◆ **SOURCE EXCERPT**
+ + +
Hi guys,
I am trying to store ohlcv data obtained from binance api.
I am new to fluxdb and would appreciate some help.
The method I use sends me, already calculated the candles with the following information (timestamp, open, high, low, close, volume) in the interval of 1 minute.
Once this information is stored, I would like to be able to query this information but in the context of a larger interval, for example 5 minutes, 1 hour, 4 hours, etc.
I have been able to see in other messages here how that query would be constructed if what we had stored were stock trades, but I have precalculated 1 minute candlesticks.
My configuration is as follows:
The measurement is called “ohlcv”
I have a “pair” tag that identifies the currency pair.
In that bucket I have the 1 minute candlesticks of all currency pairs.
Each row has the fields:
- open
- high
- low
- close
- volume
Suppose I want to query the candlesticks of an interval of 5m.
Conceptually I know that to obtain the equivalent candlestick opening in an interval of 5m I have to:
- In the case of the “open” field I have to select candlestick within that interval (the first candlestick of the five).
- In the case of the “close” field I have to select the “closing” field of the last candlestick (the last candlestick of the 5).
- In the case of the “high” field I have to select the “high” field of the candlestick in which the high field reached a higher price.
- In the case of the “low” field, I have to select the “low” field of the candlestick in which the “low” field reached a lower price.
- Finally, in the case of the “volume” field I have to calculate the sum of all the values ​​of the “volume” field of all the candlesticks in the interval.
Thank you so much.
The fact that you get pre-aggregate data does not change anything syntactically.
You are probably after a flux query, but I’m not quick with those so I’ll use InfluxQL instead, here is what you described:
SELECT
sum(volume) as volume
,min(low) as low
,max(high) as high
,first(open) as open
,last(close) as close
FROM db.rp.measurement
WHERE time = now() -6h
GROUP BY
time(5m)
,pair
what allows you to define the time range for the data to query is WHERE time = ...
while for the time windows you have the GROUP BY time(5m)
, which translate to flux with the functions |> range(start: -6h)
and |> window(every: 5m)
by using those you will get exactly what you are asking for, first/last/min/etc of the given data for the defined time window. (ie: the min value of field “low” for each time window of 5 minutes)
if it’s your first time with flux you can have a look at the docs here
Thanks @Giovanni_Luisotto. But…
What would be the equivalent query in flux?
I have tried this and came very close to getting it. But strangely it doesn’t work in the case of volume (sum operation) and I don’t know why.
close=from(bucket: "bucket_prueba_123")
|> range(start: v.timeRangeStart, stop: v.timeRangeStop)
|> group(columns:["pair"])
|> filter(fn: (r) => r["_field"] == "close")
+ + +
◆ **THINGS TO DO**
1) Transcribe the part of the OHLCV candlestick thread that opens with the words containing "Once this information" and closes with "all currency pairs.".
2) In the OHLCV candlestick thread, what is the name of the measurement?
3) Take the OHLCV candlestick thread further, picking up right after its final line.

◆ **DATA EXCERPT**
+ + +
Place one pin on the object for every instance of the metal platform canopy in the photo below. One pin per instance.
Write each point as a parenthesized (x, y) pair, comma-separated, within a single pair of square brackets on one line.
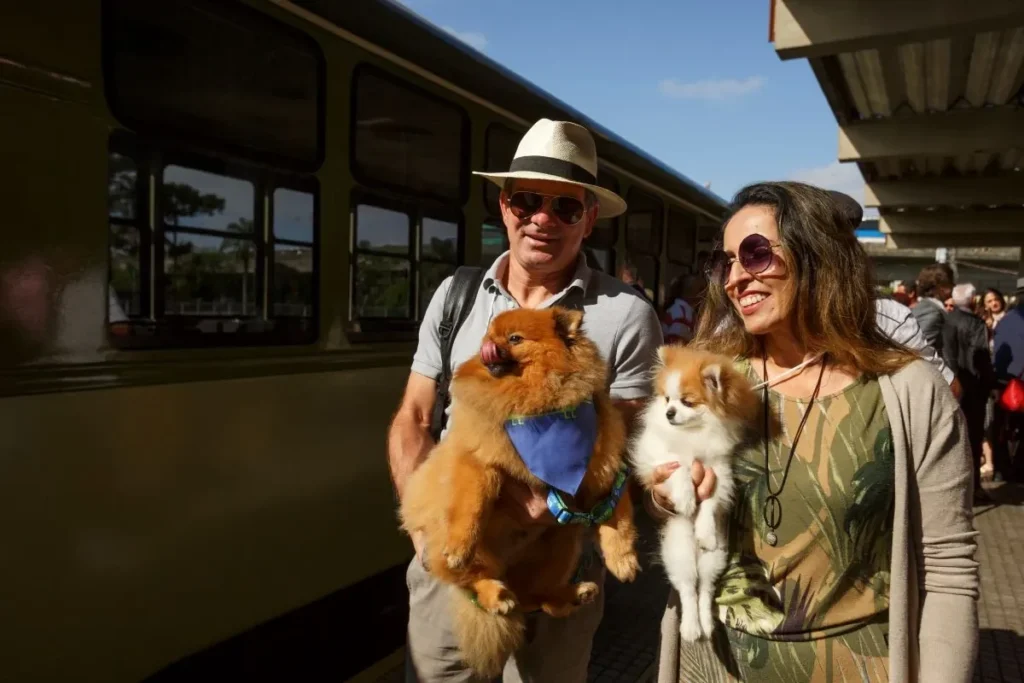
[(929, 100)]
+ + +
◆ **ANSWERS TO THE EXERCISES**
1)
Once this information is stored, I would like to be able to query this information but in the context of a larger interval, for example 5 minutes, 1 hour, 4 hours, etc.
I have been able to see in other messages here how that query would be constructed if what we had stored were stock trades, but I have precalculated 1 minute candlesticks.
My configuration is as follows:
The measurement is called “ohlcv”
I have a “pair” tag that identifies the currency pair.
In that bucket I have the 1 minute candlesticks of all currency pairs.

2) It is called "ohlcv".

3)
|> aggregateWindow(
every: 5m,
fn: last,
column: "_value",
timeSrc: "_stop",
timeDst: "_time",
createEmpty: true
)
open=from(bucket: "bucket_prueba_123")
|> range(start: v.timeRangeStart, stop: v.timeRangeStop)
|> group(columns:["pair"])
|> filter(fn: (r) => r["_field"] == "open")
|> aggregateWindow(
every: 5m,
fn: first,
column: "_value",
timeSrc: "_stop",
timeDst: "_time",
createEmpty: true
)
high=from(bucket: "bucket_prueba_123")
|> range(start: v.timeRangeStart, stop: v.timeRangeStop)
|> group(columns:["pair"])
|> filter(fn: (r) => r["_field"] == "high")
|> aggregateWindow(
every: 5m,
fn: max,
column: "_value",
timeSrc: "_stop",
timeDst: "_time",
createEmpty: true
)
low=from(bucket: "bucket_prueba_123")
|> range(start: v.timeRangeStart, stop: v.timeRangeStop)
|> group(columns:["pair"])
|> filter(fn: (r) => r["_field"] == "low")
|> aggregateWindow(
every: 5m,
fn: min,
column: "_value",
timeSrc: "_stop",
timeDst: "_time",
createEmpty: true
)
volume=from(bucket: "bucket_prueba_123")
|> range(start: v.timeRangeStart, stop: v.timeRangeStop)
|> group(columns:["pair"])
|> filter(fn: (r) => r["_field"] == "volume")
|> aggregateWindow(
every: 5m,
column: "_value",
fn: sum, // fails
timeSrc: "_stop",
timeDst: "_time",
createEmpty: true
)
final=union(tables: [open, close,high,low,volume])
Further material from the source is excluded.